Directive =>
Put the lines below into a Markdown table with two columns, Row and Line, numbering each row and leaving out blank lines. Include only the lines starting at the one that contains "Scouting pass: put a marker on the chimney, one" and ending at the one that contains "[(840, 35)]", with both of those lines included.

Material shown =>
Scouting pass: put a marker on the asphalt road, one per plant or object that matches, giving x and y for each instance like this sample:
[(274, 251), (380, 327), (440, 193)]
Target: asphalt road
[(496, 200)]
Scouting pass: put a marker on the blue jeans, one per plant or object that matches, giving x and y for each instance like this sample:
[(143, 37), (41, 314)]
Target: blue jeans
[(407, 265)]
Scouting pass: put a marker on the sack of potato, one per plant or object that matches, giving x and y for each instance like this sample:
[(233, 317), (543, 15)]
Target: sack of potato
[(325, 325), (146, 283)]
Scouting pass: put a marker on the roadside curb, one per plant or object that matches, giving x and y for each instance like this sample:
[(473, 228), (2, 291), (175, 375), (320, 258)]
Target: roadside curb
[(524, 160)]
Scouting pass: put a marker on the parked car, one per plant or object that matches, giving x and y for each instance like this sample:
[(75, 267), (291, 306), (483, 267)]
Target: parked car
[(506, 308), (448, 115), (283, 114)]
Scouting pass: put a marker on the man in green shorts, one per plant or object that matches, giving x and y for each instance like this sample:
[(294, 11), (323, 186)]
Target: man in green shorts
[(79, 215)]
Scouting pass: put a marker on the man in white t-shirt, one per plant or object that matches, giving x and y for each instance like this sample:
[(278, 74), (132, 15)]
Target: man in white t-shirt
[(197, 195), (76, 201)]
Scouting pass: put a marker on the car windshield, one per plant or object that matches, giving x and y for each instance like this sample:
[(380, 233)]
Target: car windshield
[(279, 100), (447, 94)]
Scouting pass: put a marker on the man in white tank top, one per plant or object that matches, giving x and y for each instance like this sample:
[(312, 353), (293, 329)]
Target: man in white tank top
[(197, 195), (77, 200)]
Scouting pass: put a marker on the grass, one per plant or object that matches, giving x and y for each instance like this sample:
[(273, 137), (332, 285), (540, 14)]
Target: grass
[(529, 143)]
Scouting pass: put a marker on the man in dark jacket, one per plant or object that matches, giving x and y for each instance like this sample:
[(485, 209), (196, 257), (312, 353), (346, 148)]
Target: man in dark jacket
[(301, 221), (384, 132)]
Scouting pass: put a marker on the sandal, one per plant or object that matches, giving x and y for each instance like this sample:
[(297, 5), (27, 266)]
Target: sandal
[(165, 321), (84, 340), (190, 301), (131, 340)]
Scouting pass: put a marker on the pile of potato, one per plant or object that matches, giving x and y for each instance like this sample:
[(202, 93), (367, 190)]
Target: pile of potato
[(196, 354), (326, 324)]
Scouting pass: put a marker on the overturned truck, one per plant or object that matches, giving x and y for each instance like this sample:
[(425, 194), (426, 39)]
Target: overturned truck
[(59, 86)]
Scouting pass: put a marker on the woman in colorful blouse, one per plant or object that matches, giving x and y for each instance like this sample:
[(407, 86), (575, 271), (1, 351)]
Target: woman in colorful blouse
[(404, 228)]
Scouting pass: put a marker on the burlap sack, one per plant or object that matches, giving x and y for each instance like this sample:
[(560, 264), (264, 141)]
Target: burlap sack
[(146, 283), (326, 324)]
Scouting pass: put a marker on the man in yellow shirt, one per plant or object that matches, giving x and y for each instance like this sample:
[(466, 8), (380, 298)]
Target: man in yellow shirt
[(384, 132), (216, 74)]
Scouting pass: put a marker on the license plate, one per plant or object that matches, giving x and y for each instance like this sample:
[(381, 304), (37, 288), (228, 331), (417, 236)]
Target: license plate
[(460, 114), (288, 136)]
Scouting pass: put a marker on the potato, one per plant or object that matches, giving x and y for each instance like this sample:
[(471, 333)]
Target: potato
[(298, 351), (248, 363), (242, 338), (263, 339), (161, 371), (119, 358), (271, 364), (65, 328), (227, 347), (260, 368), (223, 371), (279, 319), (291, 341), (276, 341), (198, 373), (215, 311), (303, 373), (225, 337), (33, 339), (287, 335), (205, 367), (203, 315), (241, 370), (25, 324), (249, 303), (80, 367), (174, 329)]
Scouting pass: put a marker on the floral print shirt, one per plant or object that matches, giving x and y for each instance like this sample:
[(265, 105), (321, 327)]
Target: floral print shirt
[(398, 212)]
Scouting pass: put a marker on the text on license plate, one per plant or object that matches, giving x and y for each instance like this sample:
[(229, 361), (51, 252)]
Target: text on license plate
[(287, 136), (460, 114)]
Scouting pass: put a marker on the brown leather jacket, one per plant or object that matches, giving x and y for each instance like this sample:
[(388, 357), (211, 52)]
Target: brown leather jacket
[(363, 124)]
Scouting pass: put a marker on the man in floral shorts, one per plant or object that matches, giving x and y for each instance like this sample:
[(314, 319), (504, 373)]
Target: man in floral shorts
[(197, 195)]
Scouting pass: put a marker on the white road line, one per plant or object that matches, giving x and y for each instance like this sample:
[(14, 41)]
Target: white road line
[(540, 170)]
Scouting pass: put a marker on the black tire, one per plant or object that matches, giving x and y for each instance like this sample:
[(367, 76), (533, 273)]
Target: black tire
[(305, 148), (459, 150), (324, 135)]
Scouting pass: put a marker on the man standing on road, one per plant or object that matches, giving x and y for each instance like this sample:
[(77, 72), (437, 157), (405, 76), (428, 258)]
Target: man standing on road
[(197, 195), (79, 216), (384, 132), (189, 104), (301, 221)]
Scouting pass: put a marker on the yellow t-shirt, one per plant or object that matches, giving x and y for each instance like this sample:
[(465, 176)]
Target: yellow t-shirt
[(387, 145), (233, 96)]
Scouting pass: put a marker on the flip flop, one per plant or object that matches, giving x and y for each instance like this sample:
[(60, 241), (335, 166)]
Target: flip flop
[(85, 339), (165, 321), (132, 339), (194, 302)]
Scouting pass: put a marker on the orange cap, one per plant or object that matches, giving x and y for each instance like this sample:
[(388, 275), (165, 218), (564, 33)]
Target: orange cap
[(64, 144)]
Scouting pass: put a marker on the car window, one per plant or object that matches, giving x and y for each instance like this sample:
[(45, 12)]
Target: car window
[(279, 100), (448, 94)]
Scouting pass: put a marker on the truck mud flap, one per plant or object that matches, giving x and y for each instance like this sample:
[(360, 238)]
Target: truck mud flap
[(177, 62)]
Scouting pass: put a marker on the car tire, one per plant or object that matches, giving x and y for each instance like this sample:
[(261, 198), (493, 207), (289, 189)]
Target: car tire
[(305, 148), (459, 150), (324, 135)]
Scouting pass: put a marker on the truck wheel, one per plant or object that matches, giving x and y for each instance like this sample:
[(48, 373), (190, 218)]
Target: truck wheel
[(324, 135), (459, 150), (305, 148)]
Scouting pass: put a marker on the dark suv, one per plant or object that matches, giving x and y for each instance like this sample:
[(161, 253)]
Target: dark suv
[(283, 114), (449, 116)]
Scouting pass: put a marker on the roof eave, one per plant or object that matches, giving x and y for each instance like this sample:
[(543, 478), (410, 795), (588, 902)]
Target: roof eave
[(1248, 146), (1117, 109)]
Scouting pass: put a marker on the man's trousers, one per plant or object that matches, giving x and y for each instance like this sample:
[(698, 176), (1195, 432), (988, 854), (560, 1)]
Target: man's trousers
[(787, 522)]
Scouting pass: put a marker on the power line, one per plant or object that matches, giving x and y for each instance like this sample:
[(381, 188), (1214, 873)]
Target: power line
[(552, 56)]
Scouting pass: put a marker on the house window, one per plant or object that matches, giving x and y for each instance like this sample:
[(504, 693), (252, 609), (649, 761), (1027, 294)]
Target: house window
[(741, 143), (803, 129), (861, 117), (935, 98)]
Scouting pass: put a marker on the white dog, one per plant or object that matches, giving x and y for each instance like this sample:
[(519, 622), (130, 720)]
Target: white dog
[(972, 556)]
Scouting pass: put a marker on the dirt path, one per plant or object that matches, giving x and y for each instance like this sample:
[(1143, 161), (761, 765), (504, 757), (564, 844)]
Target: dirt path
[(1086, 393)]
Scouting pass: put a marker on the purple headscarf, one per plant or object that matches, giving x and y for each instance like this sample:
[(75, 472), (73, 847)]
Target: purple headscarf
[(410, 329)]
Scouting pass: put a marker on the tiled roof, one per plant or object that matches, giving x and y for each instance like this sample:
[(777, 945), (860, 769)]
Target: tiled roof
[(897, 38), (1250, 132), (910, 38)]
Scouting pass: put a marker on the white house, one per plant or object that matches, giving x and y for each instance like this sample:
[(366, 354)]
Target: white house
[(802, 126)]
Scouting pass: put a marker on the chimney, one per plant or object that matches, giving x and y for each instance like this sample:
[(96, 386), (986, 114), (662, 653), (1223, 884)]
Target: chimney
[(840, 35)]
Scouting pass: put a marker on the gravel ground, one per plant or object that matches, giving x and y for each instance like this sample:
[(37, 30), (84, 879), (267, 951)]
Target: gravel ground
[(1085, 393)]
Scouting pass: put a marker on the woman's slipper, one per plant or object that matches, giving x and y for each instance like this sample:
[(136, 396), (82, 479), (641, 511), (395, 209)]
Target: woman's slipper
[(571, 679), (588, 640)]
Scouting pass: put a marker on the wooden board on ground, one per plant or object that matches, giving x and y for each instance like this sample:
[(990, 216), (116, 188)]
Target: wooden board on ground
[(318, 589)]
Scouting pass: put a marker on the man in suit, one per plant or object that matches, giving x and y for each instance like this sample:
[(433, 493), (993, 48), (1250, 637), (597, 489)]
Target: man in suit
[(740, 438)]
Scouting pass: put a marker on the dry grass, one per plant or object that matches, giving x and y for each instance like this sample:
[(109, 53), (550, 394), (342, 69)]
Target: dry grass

Task output =>
| Row | Line |
|---|---|
| 1 | Scouting pass: put a marker on the chimney, one per plant or object that matches, giving x and y for each instance like this sample: |
| 2 | [(96, 386), (986, 114), (662, 653), (1223, 884)] |
| 3 | Target: chimney |
| 4 | [(840, 35)] |